Consigne écrite 1: Résumez en deux phrases l'extrait sur la culture dans la campagne électorale.

Extrait choisi:
# # #
C'est le grand paradoxe de la présente campagne électorale. On parle de santé, d'économie, de laïcité, de corruption, de paradis fiscaux, mais jamais, jamais d'art ou de culture. Oui, je sais, le PQ a tenu un point de presse à ce sujet avec Pauline, Lorraine Pintal et compagnie. Cela ne change rien au fait que la culture n'est pas un enjeu électoral. La culture ne génère aucun débat. La culture ne compte pas. Elle est absente pour cause d'indifférence généralisée. Pourtant, dès que la soupe devient chaude, dès que la course devient trop serrée, dès qu'il faut corriger le tir, que font les partis politiques? Ils sortent un acteur, un chanteur, un auteur de télé ou de chansons de leur chapeau.
# # #
Données affichées:
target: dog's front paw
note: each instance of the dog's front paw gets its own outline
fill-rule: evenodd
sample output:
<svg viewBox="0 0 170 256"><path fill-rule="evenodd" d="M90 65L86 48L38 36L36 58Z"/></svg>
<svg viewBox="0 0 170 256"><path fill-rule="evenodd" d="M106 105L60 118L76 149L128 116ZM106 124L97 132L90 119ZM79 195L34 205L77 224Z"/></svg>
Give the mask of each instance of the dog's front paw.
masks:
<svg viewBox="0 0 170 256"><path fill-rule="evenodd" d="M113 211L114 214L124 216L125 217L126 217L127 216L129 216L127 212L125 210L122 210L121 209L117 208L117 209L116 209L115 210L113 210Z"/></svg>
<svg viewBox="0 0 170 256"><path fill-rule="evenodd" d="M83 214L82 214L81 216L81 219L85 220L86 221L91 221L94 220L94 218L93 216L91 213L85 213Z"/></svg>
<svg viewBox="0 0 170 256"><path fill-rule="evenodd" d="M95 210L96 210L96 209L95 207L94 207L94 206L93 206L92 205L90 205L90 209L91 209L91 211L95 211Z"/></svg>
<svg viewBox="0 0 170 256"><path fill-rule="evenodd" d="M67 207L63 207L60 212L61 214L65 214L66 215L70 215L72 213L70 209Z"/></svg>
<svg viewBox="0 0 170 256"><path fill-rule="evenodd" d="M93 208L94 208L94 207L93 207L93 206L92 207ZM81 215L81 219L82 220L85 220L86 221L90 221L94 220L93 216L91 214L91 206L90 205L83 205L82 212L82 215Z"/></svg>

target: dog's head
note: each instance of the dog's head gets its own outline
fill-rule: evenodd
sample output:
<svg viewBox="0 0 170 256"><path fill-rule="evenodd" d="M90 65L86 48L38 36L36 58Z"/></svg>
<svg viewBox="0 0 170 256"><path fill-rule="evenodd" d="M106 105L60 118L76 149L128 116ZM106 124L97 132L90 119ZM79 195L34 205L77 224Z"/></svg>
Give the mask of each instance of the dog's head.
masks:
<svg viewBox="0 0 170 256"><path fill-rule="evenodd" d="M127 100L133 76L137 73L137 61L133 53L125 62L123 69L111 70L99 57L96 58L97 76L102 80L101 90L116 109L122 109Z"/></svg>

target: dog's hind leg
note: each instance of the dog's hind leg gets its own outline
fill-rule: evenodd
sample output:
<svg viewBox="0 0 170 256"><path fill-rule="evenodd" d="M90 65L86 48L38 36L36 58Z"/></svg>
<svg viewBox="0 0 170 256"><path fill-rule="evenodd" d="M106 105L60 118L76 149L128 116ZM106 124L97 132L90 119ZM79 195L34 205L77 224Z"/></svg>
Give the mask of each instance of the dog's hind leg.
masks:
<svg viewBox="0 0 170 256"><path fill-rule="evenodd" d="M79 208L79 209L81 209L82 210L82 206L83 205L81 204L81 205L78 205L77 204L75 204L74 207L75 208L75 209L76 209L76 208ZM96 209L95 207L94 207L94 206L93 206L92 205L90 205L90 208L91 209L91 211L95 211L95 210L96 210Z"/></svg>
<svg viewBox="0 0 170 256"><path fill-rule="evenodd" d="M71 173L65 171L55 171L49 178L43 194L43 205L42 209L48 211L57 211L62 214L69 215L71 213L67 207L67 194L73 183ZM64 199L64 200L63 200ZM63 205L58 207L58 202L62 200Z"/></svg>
# # #
Consigne écrite 2: Renvoyez à l'identique la partie des entrées qui va de leur toute première ligne jusqu'à la ligne contenant « 100L133 76L137 73L137 », les deux bornes comprises.

Réponse attendue 1: Dans la présente campagne électorale, on parle de santé, d'économie, de laïcité, de corruption et de paradis fiscaux, mais jamais d'art ou de culture, qui ne génère aucun débat par indifférence généralisée. Pourtant, dès que la course devient trop serrée, les partis politiques sortent de leur chapeau un acteur, un chanteur ou un auteur de télé ou de chansons.

Réponse attendue 2:
target: dog's front paw
note: each instance of the dog's front paw gets its own outline
fill-rule: evenodd
sample output:
<svg viewBox="0 0 170 256"><path fill-rule="evenodd" d="M90 65L86 48L38 36L36 58Z"/></svg>
<svg viewBox="0 0 170 256"><path fill-rule="evenodd" d="M106 105L60 118L76 149L128 116ZM106 124L97 132L90 119ZM79 195L34 205L77 224Z"/></svg>
Give the mask of each instance of the dog's front paw.
masks:
<svg viewBox="0 0 170 256"><path fill-rule="evenodd" d="M113 211L114 214L124 216L125 217L126 217L127 216L129 216L127 212L125 210L122 210L121 209L117 208L117 209L116 209L115 210L113 210Z"/></svg>
<svg viewBox="0 0 170 256"><path fill-rule="evenodd" d="M83 214L82 214L81 216L81 219L85 220L86 221L91 221L94 220L94 218L93 216L91 213L85 213Z"/></svg>
<svg viewBox="0 0 170 256"><path fill-rule="evenodd" d="M95 210L96 210L96 209L95 207L94 207L94 206L93 206L92 205L90 205L90 209L91 209L91 211L95 211Z"/></svg>
<svg viewBox="0 0 170 256"><path fill-rule="evenodd" d="M67 207L63 207L60 212L61 214L65 214L66 215L70 215L72 213L70 209Z"/></svg>
<svg viewBox="0 0 170 256"><path fill-rule="evenodd" d="M93 208L94 208L94 207L93 207L93 206L92 207ZM81 215L81 219L82 220L85 220L86 221L90 221L94 220L93 216L91 214L91 206L90 205L83 205L82 212L82 215Z"/></svg>

target: dog's head
note: each instance of the dog's head gets its own outline
fill-rule: evenodd
sample output:
<svg viewBox="0 0 170 256"><path fill-rule="evenodd" d="M90 65L86 48L38 36L36 58Z"/></svg>
<svg viewBox="0 0 170 256"><path fill-rule="evenodd" d="M106 105L60 118L76 149L128 116ZM106 124L97 132L90 119ZM79 195L34 205L77 224Z"/></svg>
Give the mask of each instance of the dog's head.
masks:
<svg viewBox="0 0 170 256"><path fill-rule="evenodd" d="M127 100L133 76L137 73L137 61L133 53L125 62L123 69L111 70L99 57L96 58L97 76L102 80L101 90L116 109L122 109Z"/></svg>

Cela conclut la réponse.